**Selected excerpt**
════════════════

If U.S. officials conclude that the use of guards poses a potential violation, they may have to order limits on what guards can do in war zones, which
could leave more work for the already overstretched military.
Even unresolved questions are likely to touch off new criticism of Bush's
conduct of the unpopular Iraq war, especially given the broad definition of
unlawful combatants the president has used in justifying his detention policies at
Guantanamo Bay, Cuba.
The issues surrounding the private security contractors are being examined by
lawyers at the State, Defense and Justice departments, and there are
disagreements about their status both between agencies and within the Pentagon itself.
"I think it is an unresolved issue that needs to be addressed," said a senior
Defense Department official who spoke on condition of anonymity because he
was not authorized to discuss the issue. "But if that is in fact the case, what
the heck are we doing?"
The use of private contractors by the U.S. military and governments around
the world began long before the U.S invasions of Afghanistan and Iraq, but it
has mushroomed in recent years. With relatively little controversy, contractors
have assumed a greater share of support and logistics duties traditionally
handled by uniformed military, such as protecting diplomats inside a war zone.
On Sept. 16, a Blackwater USA security team guarding U.S. diplomats was
involved in a shooting that killed as many as 17 Iraqis. Blackwater said its
personnel were under attack, but Iraqis said the team began the shooting.
Other incidents portraying the private guards as aggressive and heavily armed
have since come to light.
The guards also operate under immunity from Iraqi law, granted in 2004 by
U.S. officials, and in a legally murky status with respect to American laws.
The designation of lawful and unlawful combatants is set out in Geneva
Convention.Lawful combatants are nonmilitary personnel who must operate under their
military's chain of command. Others are allowed to carry weapons in a war
zone, but cannot use offensive force. Under the international agreements, they may
only defend themselves.
But the amount of force being used in Iraq by security firms like Blackwater
has raised questions.
The United States already has faced international criticism about its
interrogation techniques and detention procedures, and charges that they do not
adhere to international treaties. It was the government lawyers involved in those
matters who first raised questions about the legal status of the private
security contractors under Geneva Convention provisions.
But there is debate among those studying the question. Lawyers at the Justice
Department are skeptical that the contractors could be considered unlawful
combatants, but some legal experts within the State and Defense departments
believe the contractors' actions in Iraq could be vulnerable to claims that their
actions make them unlawful combatants.

════════════════

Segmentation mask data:

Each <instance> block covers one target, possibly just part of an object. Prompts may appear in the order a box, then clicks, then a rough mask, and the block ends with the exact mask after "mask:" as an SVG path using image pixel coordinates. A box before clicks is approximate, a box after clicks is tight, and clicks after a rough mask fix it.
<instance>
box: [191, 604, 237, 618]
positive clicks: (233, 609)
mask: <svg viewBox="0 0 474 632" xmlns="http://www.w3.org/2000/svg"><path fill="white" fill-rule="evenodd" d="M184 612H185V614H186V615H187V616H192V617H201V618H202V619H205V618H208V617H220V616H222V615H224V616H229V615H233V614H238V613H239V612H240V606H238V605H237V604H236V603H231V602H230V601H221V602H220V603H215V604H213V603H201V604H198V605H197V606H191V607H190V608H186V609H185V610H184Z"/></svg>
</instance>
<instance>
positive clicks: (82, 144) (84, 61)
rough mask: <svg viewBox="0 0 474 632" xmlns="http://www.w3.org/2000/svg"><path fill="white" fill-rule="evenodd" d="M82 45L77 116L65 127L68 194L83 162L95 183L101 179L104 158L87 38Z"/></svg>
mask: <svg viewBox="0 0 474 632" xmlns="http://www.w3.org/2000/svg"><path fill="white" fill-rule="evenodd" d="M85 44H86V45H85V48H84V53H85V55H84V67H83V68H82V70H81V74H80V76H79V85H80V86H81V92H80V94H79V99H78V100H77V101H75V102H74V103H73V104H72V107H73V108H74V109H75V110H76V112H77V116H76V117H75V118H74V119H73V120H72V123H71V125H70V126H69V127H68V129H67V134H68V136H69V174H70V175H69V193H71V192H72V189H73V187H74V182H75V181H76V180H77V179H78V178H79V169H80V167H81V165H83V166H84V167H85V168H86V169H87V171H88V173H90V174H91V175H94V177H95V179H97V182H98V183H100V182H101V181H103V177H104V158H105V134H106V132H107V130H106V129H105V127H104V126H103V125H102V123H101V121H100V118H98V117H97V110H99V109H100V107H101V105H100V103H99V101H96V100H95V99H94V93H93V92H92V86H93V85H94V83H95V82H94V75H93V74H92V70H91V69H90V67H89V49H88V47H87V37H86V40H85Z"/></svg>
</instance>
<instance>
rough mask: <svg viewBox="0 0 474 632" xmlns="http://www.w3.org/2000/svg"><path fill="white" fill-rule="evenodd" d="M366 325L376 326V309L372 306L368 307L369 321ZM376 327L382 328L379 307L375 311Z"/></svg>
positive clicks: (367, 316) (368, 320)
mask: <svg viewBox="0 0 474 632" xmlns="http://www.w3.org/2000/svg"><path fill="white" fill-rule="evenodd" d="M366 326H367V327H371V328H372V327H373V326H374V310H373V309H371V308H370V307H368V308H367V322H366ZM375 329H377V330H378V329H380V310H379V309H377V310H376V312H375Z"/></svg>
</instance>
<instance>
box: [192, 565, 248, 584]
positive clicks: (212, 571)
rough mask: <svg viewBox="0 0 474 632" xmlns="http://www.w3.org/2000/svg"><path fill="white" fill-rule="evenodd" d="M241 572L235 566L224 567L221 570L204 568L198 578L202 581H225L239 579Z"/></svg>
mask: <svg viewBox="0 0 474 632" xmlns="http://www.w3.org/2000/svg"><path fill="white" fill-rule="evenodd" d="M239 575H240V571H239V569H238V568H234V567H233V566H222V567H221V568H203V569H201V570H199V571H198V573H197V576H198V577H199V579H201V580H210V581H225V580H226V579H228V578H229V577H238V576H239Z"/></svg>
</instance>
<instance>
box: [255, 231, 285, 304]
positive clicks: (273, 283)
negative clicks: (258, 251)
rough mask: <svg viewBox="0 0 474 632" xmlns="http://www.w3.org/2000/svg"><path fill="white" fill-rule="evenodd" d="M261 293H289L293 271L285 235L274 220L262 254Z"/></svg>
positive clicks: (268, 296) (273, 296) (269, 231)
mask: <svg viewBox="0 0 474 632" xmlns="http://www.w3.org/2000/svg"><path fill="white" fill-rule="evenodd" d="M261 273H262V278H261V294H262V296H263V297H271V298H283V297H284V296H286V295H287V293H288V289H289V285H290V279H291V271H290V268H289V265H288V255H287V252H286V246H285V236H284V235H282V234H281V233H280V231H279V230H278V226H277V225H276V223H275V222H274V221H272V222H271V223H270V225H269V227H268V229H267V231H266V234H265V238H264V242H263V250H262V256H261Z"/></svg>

════════════════

**What to work on**
a – Please reproduce the passage on private security contractors from "Other incidents portraying" up to and including "has raised questions.", word for word.
b – Find every row that contains the string "positive" and copy each of those rows in full.

**Numbered answers**
a –
Other incidents portraying the private guards as aggressive and heavily armed
have since come to light.
The guards also operate under immunity from Iraqi law, granted in 2004 by
U.S. officials, and in a legally murky status with respect to American laws.
The designation of lawful and unlawful combatants is set out in Geneva
Convention.Lawful combatants are nonmilitary personnel who must operate under their
military's chain of command. Others are allowed to carry weapons in a war
zone, but cannot use offensive force. Under the international agreements, they may
only defend themselves.
But the amount of force being used in Iraq by security firms like Blackwater
has raised questions.

b –
positive clicks: (233, 609)
positive clicks: (82, 144) (84, 61)
positive clicks: (367, 316) (368, 320)
positive clicks: (212, 571)
positive clicks: (273, 283)
positive clicks: (268, 296) (273, 296) (269, 231)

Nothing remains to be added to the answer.